Stated task
Write out, character for character, the line containing "Note: mark the wood grain surface" and all lines after it up to the end of the listing.

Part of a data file
──────────

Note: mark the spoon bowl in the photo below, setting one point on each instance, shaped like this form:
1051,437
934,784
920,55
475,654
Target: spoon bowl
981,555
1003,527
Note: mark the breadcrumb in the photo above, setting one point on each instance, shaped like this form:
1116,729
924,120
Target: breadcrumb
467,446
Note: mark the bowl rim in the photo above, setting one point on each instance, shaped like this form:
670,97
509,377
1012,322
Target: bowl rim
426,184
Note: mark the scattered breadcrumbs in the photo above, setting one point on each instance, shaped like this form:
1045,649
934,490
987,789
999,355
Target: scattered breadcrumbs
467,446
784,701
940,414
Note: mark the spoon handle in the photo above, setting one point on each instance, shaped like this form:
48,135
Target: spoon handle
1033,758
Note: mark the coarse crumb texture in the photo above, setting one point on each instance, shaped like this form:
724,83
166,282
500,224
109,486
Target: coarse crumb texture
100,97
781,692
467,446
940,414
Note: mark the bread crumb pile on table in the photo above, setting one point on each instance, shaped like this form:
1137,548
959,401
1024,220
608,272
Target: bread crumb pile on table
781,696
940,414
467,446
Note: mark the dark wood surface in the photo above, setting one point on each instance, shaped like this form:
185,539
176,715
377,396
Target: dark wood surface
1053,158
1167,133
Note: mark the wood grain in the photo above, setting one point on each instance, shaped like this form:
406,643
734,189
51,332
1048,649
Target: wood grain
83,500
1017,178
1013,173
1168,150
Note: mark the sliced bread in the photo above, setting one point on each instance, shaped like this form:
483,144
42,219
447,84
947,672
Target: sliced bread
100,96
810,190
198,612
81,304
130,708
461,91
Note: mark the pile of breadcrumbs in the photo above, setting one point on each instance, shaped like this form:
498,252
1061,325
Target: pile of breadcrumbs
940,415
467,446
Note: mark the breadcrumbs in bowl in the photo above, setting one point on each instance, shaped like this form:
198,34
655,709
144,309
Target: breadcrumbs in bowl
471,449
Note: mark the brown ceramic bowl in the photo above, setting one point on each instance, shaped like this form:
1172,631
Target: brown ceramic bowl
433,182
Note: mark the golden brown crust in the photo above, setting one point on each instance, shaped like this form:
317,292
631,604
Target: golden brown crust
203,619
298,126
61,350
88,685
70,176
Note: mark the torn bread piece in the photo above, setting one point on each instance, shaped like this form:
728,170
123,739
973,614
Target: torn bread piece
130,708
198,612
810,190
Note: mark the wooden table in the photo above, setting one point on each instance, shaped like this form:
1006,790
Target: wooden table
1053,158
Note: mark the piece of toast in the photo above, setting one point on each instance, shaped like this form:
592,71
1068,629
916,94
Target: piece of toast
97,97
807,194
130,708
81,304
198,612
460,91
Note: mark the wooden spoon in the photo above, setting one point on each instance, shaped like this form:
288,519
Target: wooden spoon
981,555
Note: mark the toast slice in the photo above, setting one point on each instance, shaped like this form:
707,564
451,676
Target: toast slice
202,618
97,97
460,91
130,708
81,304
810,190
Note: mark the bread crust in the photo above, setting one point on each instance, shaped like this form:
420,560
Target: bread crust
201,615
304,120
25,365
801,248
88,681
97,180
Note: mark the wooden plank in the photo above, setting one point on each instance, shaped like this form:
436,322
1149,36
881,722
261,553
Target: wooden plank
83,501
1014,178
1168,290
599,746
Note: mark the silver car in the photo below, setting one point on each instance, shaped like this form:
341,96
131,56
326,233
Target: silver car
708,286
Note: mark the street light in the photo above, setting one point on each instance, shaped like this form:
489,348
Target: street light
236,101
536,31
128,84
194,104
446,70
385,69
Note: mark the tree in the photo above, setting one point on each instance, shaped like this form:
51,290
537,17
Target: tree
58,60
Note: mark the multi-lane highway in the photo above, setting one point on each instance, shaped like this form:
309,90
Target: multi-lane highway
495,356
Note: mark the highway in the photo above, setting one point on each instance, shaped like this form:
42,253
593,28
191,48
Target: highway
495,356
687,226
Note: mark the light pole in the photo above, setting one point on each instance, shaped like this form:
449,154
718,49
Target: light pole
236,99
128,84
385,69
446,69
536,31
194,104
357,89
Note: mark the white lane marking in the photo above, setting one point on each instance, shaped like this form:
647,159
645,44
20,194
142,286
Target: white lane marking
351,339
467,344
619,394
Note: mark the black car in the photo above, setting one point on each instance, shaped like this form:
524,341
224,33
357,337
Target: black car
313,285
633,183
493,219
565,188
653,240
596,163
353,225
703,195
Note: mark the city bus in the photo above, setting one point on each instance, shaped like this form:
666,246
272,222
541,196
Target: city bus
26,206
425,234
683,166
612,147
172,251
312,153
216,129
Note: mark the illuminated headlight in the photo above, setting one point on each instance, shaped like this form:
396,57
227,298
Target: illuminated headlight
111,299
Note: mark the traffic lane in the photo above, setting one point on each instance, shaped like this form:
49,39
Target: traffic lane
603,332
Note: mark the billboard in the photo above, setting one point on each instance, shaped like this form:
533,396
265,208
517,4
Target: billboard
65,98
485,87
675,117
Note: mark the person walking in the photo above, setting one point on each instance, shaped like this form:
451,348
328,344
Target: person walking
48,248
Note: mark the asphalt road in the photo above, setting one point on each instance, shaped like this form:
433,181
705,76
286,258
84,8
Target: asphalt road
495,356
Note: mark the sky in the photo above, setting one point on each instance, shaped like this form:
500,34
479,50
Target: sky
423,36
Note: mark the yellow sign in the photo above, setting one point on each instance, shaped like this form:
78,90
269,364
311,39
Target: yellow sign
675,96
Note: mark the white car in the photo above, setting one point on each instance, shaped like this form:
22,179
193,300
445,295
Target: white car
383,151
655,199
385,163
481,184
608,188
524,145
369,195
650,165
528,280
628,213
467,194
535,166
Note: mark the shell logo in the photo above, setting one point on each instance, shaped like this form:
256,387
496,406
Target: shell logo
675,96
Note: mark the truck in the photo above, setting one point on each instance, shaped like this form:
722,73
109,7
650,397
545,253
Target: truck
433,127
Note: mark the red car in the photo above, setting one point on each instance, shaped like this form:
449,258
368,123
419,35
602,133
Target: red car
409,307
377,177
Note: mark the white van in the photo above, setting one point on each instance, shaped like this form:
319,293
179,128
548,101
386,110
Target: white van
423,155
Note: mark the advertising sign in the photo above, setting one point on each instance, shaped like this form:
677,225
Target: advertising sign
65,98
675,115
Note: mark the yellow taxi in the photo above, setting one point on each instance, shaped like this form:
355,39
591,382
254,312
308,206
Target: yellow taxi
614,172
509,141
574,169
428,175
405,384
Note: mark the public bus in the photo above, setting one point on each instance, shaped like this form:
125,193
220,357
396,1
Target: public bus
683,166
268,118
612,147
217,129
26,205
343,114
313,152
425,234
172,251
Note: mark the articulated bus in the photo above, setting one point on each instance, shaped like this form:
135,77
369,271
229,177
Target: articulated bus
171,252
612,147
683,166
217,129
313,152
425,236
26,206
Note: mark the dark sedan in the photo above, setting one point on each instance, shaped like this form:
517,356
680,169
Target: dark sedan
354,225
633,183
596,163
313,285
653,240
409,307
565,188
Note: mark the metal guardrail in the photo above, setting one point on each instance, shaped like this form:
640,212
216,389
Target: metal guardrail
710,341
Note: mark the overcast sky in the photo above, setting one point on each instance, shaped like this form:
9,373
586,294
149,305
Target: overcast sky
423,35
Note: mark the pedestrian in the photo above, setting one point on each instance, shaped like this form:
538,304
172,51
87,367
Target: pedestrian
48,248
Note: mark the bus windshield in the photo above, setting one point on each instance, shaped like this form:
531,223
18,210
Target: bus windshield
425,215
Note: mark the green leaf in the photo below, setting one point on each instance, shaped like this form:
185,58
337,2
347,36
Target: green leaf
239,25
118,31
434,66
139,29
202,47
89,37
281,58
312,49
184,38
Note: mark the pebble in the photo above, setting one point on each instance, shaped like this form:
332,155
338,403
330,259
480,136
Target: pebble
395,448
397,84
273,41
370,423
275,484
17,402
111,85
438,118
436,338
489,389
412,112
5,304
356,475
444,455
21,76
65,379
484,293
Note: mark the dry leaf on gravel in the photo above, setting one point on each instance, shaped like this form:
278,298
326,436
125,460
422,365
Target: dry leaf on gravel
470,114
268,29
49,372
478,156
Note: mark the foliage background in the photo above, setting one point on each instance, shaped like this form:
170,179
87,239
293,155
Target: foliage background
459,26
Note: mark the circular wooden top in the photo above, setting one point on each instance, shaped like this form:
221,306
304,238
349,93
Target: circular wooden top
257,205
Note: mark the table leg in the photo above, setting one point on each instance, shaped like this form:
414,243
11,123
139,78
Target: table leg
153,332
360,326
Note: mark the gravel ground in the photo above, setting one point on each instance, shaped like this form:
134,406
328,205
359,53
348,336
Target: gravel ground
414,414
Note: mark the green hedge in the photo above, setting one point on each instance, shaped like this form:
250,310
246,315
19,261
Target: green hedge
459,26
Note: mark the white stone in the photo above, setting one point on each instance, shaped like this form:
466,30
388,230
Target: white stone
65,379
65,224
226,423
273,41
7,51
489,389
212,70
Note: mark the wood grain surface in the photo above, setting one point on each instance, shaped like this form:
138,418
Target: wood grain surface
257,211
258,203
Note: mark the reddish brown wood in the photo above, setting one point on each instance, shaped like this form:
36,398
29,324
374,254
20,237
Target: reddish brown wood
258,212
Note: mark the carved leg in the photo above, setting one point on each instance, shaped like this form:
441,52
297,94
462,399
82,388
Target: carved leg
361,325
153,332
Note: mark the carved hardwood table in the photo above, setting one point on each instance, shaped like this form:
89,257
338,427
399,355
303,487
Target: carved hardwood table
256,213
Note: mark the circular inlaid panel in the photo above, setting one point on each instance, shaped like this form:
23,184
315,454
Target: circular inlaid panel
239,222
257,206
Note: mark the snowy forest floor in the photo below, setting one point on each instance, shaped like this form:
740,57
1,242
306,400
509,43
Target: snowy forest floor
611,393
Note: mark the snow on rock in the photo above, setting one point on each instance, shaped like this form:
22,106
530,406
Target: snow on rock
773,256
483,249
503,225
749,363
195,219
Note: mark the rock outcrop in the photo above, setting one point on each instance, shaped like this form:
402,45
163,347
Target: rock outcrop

──────────

Result
Note: mark the wood grain surface in the photo above, setting one point on each instance, shaped like this form:
138,418
Target: wood grain surface
257,211
258,203
Note: mark the reddish brown wood in the photo above, setting one point on each instance, shaped like this form:
36,398
29,324
374,254
20,237
Target: reddish brown wood
258,212
Note: mark the carved leg in the photo above, setting one point on each instance, shaped like this form:
441,52
297,94
462,399
82,388
Target: carved leg
361,325
153,332
Note: mark the carved hardwood table in the photo above, setting one point on each instance, shaped like this form:
89,257
338,427
399,355
303,487
Target: carved hardwood table
256,213
Note: mark the circular inlaid panel in the photo above, setting one point on each instance, shaped like this form:
23,184
315,454
Target: circular inlaid panel
239,222
257,206
Note: mark the snowy forest floor in the photo below, setting one point on each instance, shaped like this form:
740,57
1,242
306,400
509,43
Target: snowy forest floor
611,393
Note: mark the snow on rock in the photo above, setting one point on each instance, shaped like this form:
22,106
530,406
Target: snow on rock
773,256
483,249
503,225
749,363
195,219
Note: mark the rock outcrop in the photo above, setting one point on each instance, shaped like this form:
402,45
163,347
Target: rock outcrop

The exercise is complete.